● **Given request**: Copy each of the rows below word for word, with no changes.

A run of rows

— BEGIN —

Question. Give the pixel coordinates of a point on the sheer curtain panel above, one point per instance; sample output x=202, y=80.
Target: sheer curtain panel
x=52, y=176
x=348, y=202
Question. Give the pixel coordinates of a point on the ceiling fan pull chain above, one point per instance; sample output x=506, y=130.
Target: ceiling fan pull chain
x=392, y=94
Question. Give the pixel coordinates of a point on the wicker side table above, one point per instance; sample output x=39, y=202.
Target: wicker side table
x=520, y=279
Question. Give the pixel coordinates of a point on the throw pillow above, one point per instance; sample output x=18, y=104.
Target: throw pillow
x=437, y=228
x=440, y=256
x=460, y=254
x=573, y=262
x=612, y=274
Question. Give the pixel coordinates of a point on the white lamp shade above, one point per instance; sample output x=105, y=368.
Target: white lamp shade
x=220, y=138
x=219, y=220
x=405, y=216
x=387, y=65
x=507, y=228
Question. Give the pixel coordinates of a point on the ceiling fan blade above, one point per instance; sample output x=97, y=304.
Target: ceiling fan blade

— END —

● **Problem solution**:
Question. Give the pixel coordinates of a point on the sheer curtain panel above, one point per instance; sample output x=202, y=80.
Target: sheer curtain panel
x=52, y=176
x=348, y=202
Question. Give the pixel coordinates of a point on the ceiling fan pull chain above, one point per instance; sample output x=506, y=130.
Target: ceiling fan pull chain
x=392, y=94
Question. Give the pixel coordinates of a point on the wicker side table above, one point per instance; sample output x=39, y=202.
Target: wicker side table
x=520, y=279
Question. Give the pixel coordinates of a point on the throw pillow above, one point per instance; sample output x=18, y=104.
Target: throw pillow
x=437, y=228
x=440, y=256
x=460, y=254
x=573, y=262
x=612, y=274
Question. Give the pixel coordinates of a point on the white lamp shade above, one point per instance; sample output x=105, y=368.
Target: white lamp shade
x=220, y=138
x=219, y=220
x=405, y=216
x=387, y=65
x=507, y=228
Question. Give the pixel coordinates of a point on the ceiling fan blade above, one point per instance; sample output x=97, y=304.
Target: ceiling fan blade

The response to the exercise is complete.